### What is expected
Rewrite the forum thread from "Agree! Vote for" up to and including "funding these scenarios!", putting "use cases" in place of "scenarios".

### Text to read
################
It should help to each of the team members to make and explain these UX decisions without any holy wars.

My opinion is that developers (in general) are a little bit biased towards the software that they are building, and it might be difficult for them to look at the software from the point of view of a user that knows nothing about implementation. Once you know all the implementation details you can't become a novice again.

So, it might be useful if someone is selected as a UX expert, who decides about the details of user interface and user interaction. The others should try to convince him about their point of view, but at the end it is his decision that prevails. This would avoid any holy wars and would bring consistency.

0 replies

ghost · 2019-09-27T22:45:43Z

ghost
Sep 27, 2019

yes, @dmpetrov ! I can come up with some scenarios, I'll try to do it soon

0 replies

ghost · 2019-10-01T18:56:36Z

ghost
Oct 1, 2019

@dmpetrov , it is taking a while 😅 !

⚠️ this is a work in progress ⚠️

checkout a file without cache:

dvc init --no-scm
echo 'foo' > foo
dvc add foo
rm -rf .dvc/cache/d3/b07384d113edec49eaa6238ad5ff00
dvc checkout

# WARNING: Cache 'd3b07384d113edec49eaa6238ad5ff00' not found. File 'foo' won't be created.
#   0%|          |Checkout                                                                                                 0/1 [00:00<?,     ?file/s]
# file 'foo' is going to be removed. Are you sure you want to proceed? [y/n]

remove "redundant files" during a directory checkout:

dvc init --no-scm
mkdir directory
echo 'foo' > directory/foo
dvc add directory
echo 'bar' > directory/bar
dvc checkout

# 0%|          |Checkout                                                                                                 0/1 [00:00<?,     ?file/sfile 'directory/bar' is going to be removed. Are you sure you want to proceed? [y/n]

checkout a file that changed:

dvc init --no-scm
echo 'foo' > foo
dvc add foo
echo 'bar' > foo
dvc checkout
#   0%|          |Checkout                                                                                                 0/1 [00:00<?,     ?file/s]
# file 'foo' is going to be removed. Are you sure you want to proceed? [y/n]

0 replies

jorgeorpinel · 2019-10-15T15:44:05Z

jorgeorpinel
Oct 15, 2019

it is still not that straight forward to think that dvc run -o foo will remove foo

Agree! Vote for prompt in this case.

0 replies

dmpetrov · 2019-10-15T16:27:49Z

dmpetrov
Oct 15, 2019
Maintainer Author

Thank you @MrOutis for funding these scenarios!

Let's go one by one.
################
### Data shown
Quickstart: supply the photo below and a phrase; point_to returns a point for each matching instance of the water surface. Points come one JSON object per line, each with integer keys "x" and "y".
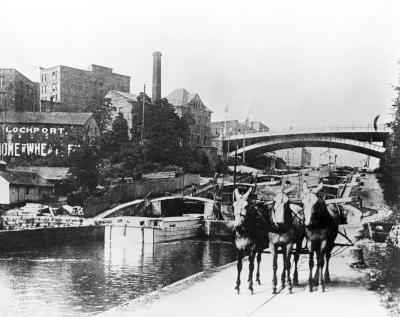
################
### Correct output
Agree! Vote for prompt in this case.

0 replies

dmpetrov · 2019-10-15T16:27:49Z

dmpetrov
Oct 15, 2019
Maintainer Author

Thank you @MrOutis for funding these use cases!